• Entries shown:
- - - - - - -
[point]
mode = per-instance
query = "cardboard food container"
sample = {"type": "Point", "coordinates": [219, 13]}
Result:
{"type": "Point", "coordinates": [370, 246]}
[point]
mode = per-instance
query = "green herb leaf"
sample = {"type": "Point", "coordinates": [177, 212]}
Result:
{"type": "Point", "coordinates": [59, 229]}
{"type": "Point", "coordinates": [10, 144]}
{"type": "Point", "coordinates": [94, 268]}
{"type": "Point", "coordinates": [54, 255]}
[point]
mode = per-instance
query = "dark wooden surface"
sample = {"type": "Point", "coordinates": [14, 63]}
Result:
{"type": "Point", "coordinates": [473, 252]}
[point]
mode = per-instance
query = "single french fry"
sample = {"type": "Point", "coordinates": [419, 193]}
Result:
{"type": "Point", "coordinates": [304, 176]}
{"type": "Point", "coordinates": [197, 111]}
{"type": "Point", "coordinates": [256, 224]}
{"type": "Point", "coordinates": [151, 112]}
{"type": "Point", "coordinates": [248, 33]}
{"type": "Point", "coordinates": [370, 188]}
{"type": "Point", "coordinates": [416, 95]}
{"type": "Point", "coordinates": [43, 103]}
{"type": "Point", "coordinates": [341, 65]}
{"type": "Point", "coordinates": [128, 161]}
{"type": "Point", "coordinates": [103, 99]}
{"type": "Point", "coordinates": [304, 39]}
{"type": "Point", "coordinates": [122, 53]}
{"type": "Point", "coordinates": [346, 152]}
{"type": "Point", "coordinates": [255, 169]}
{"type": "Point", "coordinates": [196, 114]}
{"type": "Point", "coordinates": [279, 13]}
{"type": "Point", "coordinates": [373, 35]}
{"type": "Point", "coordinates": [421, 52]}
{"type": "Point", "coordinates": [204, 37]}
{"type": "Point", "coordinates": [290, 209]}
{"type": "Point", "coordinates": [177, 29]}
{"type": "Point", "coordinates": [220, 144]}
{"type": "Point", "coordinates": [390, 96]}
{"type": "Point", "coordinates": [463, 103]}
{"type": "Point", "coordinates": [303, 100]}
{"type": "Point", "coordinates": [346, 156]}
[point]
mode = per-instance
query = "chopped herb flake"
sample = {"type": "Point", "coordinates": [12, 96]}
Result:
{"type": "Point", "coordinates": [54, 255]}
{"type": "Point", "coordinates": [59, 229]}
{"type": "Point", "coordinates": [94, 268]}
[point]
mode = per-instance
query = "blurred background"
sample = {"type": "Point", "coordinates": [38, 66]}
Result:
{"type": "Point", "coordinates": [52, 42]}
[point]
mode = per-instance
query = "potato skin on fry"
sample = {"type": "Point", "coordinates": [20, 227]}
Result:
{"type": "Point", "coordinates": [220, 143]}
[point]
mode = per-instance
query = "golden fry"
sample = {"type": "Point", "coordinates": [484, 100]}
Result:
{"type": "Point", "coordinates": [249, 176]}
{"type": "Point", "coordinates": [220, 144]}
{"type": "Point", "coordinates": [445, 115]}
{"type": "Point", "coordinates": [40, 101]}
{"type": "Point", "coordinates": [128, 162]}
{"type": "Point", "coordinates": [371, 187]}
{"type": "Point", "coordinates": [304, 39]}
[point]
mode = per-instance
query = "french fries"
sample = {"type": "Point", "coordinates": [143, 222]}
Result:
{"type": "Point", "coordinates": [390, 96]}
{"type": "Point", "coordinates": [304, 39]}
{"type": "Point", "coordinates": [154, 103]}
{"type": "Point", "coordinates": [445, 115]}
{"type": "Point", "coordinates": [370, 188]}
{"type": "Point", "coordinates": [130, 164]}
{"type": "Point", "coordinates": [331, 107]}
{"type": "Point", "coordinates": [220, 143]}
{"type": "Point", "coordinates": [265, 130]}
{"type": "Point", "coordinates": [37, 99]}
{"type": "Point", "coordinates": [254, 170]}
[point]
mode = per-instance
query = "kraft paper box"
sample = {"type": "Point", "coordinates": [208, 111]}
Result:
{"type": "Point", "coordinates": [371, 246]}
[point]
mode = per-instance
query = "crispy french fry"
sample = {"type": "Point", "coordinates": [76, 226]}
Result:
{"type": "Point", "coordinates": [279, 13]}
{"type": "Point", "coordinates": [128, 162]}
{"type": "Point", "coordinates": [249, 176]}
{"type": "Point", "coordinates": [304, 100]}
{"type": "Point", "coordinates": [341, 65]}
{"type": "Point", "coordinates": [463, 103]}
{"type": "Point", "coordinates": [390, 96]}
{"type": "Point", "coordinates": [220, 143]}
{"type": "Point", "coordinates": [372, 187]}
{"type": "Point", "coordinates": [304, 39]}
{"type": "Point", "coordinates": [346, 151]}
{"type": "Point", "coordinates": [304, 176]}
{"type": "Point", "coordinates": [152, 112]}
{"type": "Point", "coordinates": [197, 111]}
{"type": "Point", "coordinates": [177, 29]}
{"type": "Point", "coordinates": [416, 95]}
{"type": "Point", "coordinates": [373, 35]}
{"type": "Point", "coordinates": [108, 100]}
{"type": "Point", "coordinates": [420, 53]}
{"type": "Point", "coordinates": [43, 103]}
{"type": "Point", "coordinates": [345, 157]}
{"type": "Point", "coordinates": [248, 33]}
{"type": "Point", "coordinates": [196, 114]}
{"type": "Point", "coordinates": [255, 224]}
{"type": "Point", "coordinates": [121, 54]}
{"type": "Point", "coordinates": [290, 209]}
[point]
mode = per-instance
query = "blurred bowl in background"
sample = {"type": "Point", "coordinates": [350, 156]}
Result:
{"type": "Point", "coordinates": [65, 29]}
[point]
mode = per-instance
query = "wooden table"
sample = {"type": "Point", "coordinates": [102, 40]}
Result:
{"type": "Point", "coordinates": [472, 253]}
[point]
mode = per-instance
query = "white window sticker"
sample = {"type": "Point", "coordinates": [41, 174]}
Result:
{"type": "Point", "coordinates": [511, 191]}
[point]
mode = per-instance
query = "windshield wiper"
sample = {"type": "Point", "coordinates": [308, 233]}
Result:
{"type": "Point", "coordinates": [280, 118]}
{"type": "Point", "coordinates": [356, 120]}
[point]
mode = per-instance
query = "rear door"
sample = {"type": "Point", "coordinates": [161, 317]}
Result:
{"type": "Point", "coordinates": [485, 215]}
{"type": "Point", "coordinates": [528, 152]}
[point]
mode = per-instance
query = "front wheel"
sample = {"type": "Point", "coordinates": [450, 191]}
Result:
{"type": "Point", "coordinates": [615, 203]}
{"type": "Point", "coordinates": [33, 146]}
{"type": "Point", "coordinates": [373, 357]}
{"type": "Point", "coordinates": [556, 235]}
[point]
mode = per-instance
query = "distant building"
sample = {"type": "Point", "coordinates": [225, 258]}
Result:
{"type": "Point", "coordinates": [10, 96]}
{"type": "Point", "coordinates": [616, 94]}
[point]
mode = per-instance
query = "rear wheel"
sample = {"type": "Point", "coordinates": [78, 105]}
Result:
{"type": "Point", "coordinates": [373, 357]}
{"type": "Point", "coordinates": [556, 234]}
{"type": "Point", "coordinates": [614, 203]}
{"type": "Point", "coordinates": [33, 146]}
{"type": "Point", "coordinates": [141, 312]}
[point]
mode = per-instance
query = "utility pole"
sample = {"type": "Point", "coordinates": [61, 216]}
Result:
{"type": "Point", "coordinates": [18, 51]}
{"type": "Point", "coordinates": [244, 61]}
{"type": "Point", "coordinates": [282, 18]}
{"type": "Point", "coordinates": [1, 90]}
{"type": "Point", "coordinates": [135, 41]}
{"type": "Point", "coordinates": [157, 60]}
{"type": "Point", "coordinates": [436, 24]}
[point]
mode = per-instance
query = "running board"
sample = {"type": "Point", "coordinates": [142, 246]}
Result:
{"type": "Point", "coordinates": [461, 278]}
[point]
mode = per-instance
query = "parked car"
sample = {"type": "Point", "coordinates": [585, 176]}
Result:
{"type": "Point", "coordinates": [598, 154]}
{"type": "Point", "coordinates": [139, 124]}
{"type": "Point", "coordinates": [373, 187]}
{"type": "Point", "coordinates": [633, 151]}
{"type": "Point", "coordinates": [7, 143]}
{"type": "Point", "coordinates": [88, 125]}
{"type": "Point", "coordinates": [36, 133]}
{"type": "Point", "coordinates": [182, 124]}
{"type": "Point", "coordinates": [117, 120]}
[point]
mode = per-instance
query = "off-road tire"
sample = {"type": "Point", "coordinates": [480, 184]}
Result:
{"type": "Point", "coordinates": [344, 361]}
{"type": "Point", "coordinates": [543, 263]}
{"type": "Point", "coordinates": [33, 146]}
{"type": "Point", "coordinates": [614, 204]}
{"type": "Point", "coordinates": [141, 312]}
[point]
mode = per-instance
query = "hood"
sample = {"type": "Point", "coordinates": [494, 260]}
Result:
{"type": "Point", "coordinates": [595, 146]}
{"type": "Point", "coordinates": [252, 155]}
- - - - - - -
• Your goal: If a line in the records above has the word "blurred", copy it out.

• Finished exercise:
query = "blurred background"
query = "blurred bowl in background"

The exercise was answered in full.